Reproduce every line of the items starting at the line containing "For the scoring pass, find every instance of the grass field" and ending at the line containing "[[138, 69], [155, 83]]", leaving all the wording unchanged except that each x and y coordinate in the answers is shifted up by 47.

* _MATERIAL SHOWN_:
- - -
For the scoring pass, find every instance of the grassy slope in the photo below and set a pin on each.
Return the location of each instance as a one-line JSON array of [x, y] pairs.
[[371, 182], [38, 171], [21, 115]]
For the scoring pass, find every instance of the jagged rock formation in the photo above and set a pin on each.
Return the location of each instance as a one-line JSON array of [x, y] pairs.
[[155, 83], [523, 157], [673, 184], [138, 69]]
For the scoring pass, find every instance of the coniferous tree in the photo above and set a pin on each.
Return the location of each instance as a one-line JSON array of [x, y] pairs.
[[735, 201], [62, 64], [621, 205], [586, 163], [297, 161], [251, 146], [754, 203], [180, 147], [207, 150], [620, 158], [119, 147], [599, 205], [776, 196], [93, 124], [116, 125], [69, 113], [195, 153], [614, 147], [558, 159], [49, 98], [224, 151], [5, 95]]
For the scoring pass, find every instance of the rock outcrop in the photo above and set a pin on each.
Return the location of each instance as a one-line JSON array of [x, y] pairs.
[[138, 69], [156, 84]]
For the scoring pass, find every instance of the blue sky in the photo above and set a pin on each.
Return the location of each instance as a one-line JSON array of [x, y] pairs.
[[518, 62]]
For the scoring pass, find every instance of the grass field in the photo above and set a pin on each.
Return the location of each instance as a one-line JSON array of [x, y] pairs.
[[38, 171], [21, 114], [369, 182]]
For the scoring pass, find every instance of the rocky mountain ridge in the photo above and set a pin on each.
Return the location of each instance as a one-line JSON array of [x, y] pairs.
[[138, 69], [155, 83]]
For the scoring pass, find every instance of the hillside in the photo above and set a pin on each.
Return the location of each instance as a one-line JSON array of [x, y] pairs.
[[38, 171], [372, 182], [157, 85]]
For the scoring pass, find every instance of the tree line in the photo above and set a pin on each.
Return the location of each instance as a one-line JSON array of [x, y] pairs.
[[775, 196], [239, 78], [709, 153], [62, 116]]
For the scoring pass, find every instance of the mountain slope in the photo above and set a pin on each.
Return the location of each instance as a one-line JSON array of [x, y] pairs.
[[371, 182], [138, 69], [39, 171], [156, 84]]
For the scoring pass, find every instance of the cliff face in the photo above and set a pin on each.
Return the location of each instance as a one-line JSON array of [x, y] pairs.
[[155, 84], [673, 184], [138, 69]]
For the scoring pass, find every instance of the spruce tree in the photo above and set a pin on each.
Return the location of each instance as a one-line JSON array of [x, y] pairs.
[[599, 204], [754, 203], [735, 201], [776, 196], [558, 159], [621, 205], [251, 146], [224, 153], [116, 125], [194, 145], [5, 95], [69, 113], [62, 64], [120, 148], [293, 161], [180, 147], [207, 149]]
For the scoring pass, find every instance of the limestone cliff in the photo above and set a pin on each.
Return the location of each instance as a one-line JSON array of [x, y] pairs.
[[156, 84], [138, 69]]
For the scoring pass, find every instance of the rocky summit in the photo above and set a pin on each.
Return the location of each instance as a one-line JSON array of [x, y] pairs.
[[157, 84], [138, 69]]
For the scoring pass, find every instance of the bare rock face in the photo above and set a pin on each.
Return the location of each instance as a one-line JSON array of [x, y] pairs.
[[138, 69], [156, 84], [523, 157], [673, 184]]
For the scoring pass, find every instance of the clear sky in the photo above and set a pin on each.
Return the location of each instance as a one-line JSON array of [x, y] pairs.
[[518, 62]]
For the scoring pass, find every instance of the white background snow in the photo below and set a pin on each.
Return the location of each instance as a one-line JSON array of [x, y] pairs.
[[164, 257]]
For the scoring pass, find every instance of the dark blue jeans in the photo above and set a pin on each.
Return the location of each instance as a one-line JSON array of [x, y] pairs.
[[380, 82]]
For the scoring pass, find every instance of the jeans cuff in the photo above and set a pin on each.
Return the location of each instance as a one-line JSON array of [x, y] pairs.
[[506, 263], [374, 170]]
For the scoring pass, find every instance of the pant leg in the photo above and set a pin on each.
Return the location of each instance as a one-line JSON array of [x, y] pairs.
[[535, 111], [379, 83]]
- - -
* _COMPLETE ANSWER_:
For the scoring pass, find every instance of the grass field in the photo above and set a pin on each.
Return the location of each instance as a one-line JSON array of [x, y] pairs.
[[85, 218], [68, 161], [416, 229]]
For the scoring pass, find every instance of the rocky mountain ridge in the photo above and set a pin on each.
Return the location of each instance as a one-line JSON array of [x, y] pairs.
[[185, 116], [202, 130]]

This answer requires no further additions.